= 제공 지문 =
╭──

Training a Text Classifier

  • TextBlock을 전달할 때 토큰화와 수치화를 자동으로 다룸
  • Tokenizer와 Numericalize에 입력한 모든 인자는 TextBlock에도 입력 가능
    • DataBlock의 summary debug용으로 잘 활용하기!

Language Model Using DataBlock

def get_text_files_n(path, recurse=True, folders=None, n=100):
    if n:
        return get_files(path, extensions=['.txt'], recurse=recurse, folders=folders)[:n]
    else:
        return get_files(path, extensions=['.txt'], recurse=recurse, folders=folders)
get_imdb = partial(get_text_files, folders=['train', 'test', 'unsup'])
dls_lm = DataBlock(
    # not using class directly, but calling a "class method".
    blocks=TextBlock.from_folder(path, is_lm=True),
    get_items=get_imdb, splitter=RandomSplitter(0.1)
).dataloaders(path, path=path, bs=64, seq_len=80)
# 원본 데이터를 볼 때
dls_lm.show_batch(max_n=2)
text text_
0 xxbos xxmaj my main problem with the film is that it goes on too long . xxmaj other then that , it 's pretty good . xxmaj paul xxmaj muni plays a poor xxmaj chinese farmer who is about to get married through an arranged marriage . xxmaj luise xxmaj rainer is a servant girl who gets married to xxmaj muni . xxmaj they live with xxmaj muni 's father on a farm and they are doing pretty bad . xxmaj my main problem with the film is that it goes on too long . xxmaj other then that , it 's pretty good . xxmaj paul xxmaj muni plays a poor xxmaj chinese farmer who is about to get married through an arranged marriage . xxmaj luise xxmaj rainer is a servant girl who gets married to xxmaj muni . xxmaj they live with xxmaj muni 's father on a farm and they are doing pretty bad . xxmaj
1 comedic directing skills . xxmaj they credit three writers , including writer genius xxmaj charles xxmaj addams , but besides the characters i ca n't find his element int his movie anywhere . xxmaj out of the other two actors , one never worked on comedy before and the other was responsible for such drivel as xxmaj casper and xxmaj richie xxmaj rich , which is comedy but is extremely childish . xxmaj those are the only comedy movies credited directing skills . xxmaj they credit three writers , including writer genius xxmaj charles xxmaj addams , but besides the characters i ca n't find his element int his movie anywhere . xxmaj out of the other two actors , one never worked on comedy before and the other was responsible for such drivel as xxmaj casper and xxmaj richie xxmaj rich , which is comedy but is extremely childish . xxmaj those are the only comedy movies credited to
x, y = dls_lm.one_batch()

╰──

데이터셋에서 가져온 기록:
╭──

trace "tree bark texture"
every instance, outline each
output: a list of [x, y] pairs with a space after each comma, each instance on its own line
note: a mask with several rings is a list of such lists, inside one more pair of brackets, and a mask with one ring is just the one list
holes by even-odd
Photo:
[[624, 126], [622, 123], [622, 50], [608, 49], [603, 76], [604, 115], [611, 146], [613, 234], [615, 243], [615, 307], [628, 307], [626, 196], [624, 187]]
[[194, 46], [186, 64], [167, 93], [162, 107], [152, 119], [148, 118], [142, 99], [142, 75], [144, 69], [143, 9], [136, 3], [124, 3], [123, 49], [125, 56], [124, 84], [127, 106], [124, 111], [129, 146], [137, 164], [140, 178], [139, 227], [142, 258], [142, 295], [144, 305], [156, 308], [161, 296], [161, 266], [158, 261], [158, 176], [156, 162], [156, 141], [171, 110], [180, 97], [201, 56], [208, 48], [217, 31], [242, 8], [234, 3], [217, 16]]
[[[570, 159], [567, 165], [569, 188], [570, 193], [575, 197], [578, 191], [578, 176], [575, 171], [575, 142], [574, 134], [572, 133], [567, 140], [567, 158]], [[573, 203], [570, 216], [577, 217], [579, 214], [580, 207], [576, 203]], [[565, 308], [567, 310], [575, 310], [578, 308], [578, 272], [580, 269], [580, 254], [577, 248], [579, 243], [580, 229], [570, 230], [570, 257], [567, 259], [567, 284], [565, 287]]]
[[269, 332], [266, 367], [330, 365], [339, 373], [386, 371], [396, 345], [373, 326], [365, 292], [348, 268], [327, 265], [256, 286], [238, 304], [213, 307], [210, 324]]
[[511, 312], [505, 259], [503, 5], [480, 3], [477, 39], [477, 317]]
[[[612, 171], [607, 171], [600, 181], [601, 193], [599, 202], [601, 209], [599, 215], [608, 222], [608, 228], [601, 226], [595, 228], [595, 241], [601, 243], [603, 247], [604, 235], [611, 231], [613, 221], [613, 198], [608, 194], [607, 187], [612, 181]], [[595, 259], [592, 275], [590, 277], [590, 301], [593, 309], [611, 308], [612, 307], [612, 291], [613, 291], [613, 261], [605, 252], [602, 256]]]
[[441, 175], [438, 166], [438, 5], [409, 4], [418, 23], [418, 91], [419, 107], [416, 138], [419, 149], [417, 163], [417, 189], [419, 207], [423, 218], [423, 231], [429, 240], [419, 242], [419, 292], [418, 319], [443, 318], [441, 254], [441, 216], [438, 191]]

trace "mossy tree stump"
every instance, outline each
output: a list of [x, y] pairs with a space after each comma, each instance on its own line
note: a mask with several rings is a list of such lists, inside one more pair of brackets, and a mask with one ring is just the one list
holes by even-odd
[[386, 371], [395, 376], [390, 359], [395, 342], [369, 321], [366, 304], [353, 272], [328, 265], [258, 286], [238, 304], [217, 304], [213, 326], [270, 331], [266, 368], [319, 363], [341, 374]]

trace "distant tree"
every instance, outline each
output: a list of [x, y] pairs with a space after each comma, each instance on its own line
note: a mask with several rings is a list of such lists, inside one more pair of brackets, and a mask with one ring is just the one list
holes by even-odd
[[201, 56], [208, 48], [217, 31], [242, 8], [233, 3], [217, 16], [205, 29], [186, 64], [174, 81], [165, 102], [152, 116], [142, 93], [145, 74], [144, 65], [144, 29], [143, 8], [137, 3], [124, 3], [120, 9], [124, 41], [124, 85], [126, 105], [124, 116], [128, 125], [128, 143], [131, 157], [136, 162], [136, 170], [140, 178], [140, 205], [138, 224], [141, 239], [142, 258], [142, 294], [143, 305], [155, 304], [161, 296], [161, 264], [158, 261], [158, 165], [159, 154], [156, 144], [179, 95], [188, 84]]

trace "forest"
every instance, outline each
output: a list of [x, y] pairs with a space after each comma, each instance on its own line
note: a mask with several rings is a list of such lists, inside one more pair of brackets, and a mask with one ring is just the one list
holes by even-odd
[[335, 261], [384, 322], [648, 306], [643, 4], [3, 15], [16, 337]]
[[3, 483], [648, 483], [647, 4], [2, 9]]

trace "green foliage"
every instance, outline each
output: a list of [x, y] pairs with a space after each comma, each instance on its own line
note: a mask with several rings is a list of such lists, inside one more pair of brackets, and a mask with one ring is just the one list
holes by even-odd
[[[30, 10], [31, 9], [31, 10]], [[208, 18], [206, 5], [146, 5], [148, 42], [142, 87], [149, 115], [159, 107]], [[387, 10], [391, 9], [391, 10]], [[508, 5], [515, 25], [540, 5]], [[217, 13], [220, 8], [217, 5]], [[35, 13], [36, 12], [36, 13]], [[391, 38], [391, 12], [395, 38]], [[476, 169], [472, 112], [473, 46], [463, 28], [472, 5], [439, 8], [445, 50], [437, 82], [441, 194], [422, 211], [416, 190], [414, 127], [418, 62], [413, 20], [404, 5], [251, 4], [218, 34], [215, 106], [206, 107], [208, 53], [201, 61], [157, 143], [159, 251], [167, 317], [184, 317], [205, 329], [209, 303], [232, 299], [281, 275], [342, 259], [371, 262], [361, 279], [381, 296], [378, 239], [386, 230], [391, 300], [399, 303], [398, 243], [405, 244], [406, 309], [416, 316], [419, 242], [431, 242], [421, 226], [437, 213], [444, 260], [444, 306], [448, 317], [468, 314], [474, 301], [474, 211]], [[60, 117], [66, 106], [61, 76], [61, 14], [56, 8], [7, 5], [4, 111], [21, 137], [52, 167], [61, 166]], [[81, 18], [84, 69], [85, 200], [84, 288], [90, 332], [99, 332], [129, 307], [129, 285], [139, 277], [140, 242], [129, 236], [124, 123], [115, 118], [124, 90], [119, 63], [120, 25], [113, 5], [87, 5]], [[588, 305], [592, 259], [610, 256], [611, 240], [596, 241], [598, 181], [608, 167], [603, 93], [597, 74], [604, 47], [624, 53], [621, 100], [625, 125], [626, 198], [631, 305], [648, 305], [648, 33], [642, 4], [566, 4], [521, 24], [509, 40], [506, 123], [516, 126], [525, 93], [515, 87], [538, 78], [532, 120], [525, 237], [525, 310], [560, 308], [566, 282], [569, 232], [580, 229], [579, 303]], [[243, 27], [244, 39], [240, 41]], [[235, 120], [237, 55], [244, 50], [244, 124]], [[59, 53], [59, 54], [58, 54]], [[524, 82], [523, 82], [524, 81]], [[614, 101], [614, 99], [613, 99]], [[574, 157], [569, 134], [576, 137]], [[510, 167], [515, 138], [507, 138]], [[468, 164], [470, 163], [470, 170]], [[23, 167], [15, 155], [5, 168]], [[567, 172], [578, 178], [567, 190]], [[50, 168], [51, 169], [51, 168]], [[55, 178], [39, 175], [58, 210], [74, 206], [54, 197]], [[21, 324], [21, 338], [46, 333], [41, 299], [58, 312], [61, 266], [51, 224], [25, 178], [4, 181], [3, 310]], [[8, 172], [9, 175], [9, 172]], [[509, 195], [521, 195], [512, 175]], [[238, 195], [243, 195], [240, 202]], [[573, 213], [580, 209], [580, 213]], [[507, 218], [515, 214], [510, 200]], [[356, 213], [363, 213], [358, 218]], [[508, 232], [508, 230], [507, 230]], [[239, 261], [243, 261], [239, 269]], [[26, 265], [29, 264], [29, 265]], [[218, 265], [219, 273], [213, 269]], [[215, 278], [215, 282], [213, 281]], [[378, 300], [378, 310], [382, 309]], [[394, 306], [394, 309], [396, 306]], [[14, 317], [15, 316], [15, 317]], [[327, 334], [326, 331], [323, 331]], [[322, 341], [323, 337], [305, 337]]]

╰──

= 작업 지시 1 =
텍스트 분류기 지문의 내용을 두 문장으로 요약하세요.
= 작업 지시 2 =
텍스트 분류기 지문을 마지막 줄 다음부터 이어 가세요.

= 작업 결과 1 =
TextBlock을 전달하면 토큰화와 수치화가 자동으로 처리되고, Tokenizer와 Numericalize에 넣던 인자는 모두 TextBlock에도 넣을 수 있다. 언어 모델용으로는 TextBlock.from_folder(path, is_lm=True)와 RandomSplitter(0.1)로 DataBlock을 구성해 bs=64, seq_len=80으로 dataloaders를 만들고, show_batch로 원본 데이터를 확인한 뒤 one_batch로 배치 하나를 가져온다.

= 작업 결과 2 =
x.shape, y.shape
(torch.Size([64, 80]), torch.Size([64, 80]))
# tensor 자체를 보고 싶을 때
dls_lm.one_batch()
(LMTensorText([[    2,    19,   133,  ...,  1451,    14,    10],
               [   61,    11,    12,  ..., 12585,    48,    58],
               [   46,    66,   806,  ...,   249,    27,     9],
               ...,
               [   26,     8,   600,  ...,     9,    84,    12],
               [   18,   651,    15,  ...,    17,    15,   123],
               [   10,    26,     8,  ...,    10,     8, 12607]], device='mps:0'),
 TensorText([[   19,   133,    98,  ...,    14,    10,     8],
             [   11,    12,   116,  ...,    48,    58,  1590],
             [   66,   806,    12,  ...,    27,     9,   471],
             ...,
             [    8,   600,   670,  ...,    84,    12,     9],
             [  651,    15,  1026,  ...,    15,   123,    60],
             [   26,     8,     9,  ...,     8, 12607,     8]], device='mps:0'))

Fine-Tuning the Language Model

  1. What is “perplexity”?
    • the exponential of the loss
    • i.e. torch.exp(cross_entrophy) - often used in NLP for language modeling - test set에 대한 loss로 사용 가능!
learn = language_model_learner(
    dls_lm, AWD_LSTM, drop_mult=0.3, 
    metrics=[accuracy, Perplexity()]).to_fp16()
# learn.fit_one_cycle(1, 2e-2)
learn = learn.load('/Users/ridealist/Desktop/Jupyter_notebook/fastbook/clean/models/fitonecycle')

Text Generation

TEXT = "I hate this movie because"
N_WORDS = 50
N_SENTENCES = 2
preds = [learn.predict(TEXT, N_WORDS, temperature=0.75) 
         for _ in range(N_SENTENCES)]
# not trained yet
print("\n".join(preds))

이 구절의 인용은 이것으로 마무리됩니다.